Directions -> In the text below about the ammonite suborder Ammonitina, list every animal it names as a member of the Coleoidea.

(Document segment Opens)

Extinct suborder of ammonites

Ammonitina comprises a diverse suborder of ammonite cephalopods that lived during the Jurassic and Cretaceous periods of the Mesozoic Era. They are excellent index fossils, and it is often possible to link the rock layer in which they are found to specific geological time periods.

The shells of Ammonitina are typically planospiral, coiled in a single plane and symmetrical from side to side. They come in various forms, including evolute shells where all whorls are exposed, and strongly involute shells with only the outer whorl visible. Shells may be heavily ribbed, with some featuring nodes and spines, while others are completely smooth. Some shells have broad, rounded venters (the outer rim), while others have a sharp, keel-like venter. Sutures are generally ammonitic, characterized by complex saddle and lobe patterns. However, in some derived forms, the suture pattern becomes simplified, appearing ceratitic or even goniatitic.

The Ammonitina are derived from the Phylloceratina, another ammonitid suborder which has its origin in the Ceratitida of the Triassic. As with the subclass, the closest living relatives of the Ammonitina are the Coleoidea (octopus, squid, and cuttlefish) and not the superficially similar modern Nautilus.

Lower Jurassic superfamilies include the Psiloceratoidea, Eoceroceratoidea, and Hildoceratoidea, which is in part Middle Jurassic. Superfamilies from the Middle and Upper Jurassic include the Stephanoceratoidea, Perisphinctoidea, and Haploceratoidea; the Perisphinctoidea and Haploceratoidea continued well into the Cretaceous. Exclusively Cretaceous superfamilies include the Desmoceratacea, Hoplitoidea, and the Acanthoceratoidea.

The Eoderoceratoidea of the Lower Jurassic gave rise in the middle of the epoch to the Hilderceratidae, which in turn gave rise early in the Middle Jurassic to the Stephanoceratoidea, Perisphinctoidea, and Haploceratoidea. The Psiloceratoidea from the Lower Jurassic stands alone.

The Cretaceous Desmoceratoidea are derived from the Phylloceratina separately from Jurassic forms and give rise to the Hoplitoidea and to the Acanthoceratoidea.

(Document segment Closes)
(Stored data Opens)

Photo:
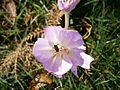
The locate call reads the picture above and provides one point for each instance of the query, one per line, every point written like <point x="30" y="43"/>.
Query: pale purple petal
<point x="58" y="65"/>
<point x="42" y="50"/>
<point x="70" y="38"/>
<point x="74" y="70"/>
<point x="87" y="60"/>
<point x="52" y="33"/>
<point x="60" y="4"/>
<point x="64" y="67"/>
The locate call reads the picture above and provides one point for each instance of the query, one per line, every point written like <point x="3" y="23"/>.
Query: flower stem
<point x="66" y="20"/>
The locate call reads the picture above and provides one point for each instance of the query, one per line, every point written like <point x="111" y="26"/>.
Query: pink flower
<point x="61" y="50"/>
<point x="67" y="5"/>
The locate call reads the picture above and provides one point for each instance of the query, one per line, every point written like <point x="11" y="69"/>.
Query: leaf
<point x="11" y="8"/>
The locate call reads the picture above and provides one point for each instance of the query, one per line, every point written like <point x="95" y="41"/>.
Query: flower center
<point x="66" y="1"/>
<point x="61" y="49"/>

(Stored data Closes)
(Stored data Opens)

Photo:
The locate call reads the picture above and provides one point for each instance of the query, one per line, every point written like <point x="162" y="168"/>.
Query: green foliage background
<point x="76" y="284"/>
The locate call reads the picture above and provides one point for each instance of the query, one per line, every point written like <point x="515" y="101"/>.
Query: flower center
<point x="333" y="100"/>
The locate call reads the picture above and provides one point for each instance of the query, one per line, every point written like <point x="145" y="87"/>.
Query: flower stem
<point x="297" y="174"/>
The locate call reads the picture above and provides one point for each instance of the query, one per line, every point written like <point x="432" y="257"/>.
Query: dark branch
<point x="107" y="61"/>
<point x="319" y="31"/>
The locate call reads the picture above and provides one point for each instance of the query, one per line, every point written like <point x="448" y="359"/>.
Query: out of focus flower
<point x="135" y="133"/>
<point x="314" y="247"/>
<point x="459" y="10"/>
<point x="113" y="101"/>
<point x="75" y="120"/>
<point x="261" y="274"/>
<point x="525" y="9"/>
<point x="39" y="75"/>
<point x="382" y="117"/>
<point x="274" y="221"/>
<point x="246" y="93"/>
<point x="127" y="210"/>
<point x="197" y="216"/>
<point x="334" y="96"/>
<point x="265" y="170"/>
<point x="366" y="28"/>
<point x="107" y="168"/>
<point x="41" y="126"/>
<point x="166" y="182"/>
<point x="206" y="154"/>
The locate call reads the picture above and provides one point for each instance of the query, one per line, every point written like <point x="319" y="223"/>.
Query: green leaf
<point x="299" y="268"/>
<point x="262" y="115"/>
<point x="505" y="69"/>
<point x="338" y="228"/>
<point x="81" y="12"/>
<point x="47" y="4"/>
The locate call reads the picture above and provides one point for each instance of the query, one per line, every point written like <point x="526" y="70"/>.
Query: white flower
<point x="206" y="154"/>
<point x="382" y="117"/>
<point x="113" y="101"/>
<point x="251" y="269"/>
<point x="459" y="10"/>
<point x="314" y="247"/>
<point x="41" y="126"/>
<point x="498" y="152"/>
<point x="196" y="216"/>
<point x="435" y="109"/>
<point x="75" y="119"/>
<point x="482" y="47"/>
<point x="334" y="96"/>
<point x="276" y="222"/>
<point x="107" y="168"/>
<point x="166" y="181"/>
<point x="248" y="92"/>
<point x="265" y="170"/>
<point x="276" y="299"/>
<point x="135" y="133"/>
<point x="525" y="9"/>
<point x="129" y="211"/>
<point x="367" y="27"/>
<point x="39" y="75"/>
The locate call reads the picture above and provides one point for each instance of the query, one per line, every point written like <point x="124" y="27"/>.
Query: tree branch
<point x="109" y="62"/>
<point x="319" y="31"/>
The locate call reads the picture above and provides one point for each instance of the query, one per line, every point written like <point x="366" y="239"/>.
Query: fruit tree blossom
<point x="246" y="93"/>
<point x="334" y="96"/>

(Stored data Closes)

Solution for this exercise -> Octopus, squid, and cuttlefish.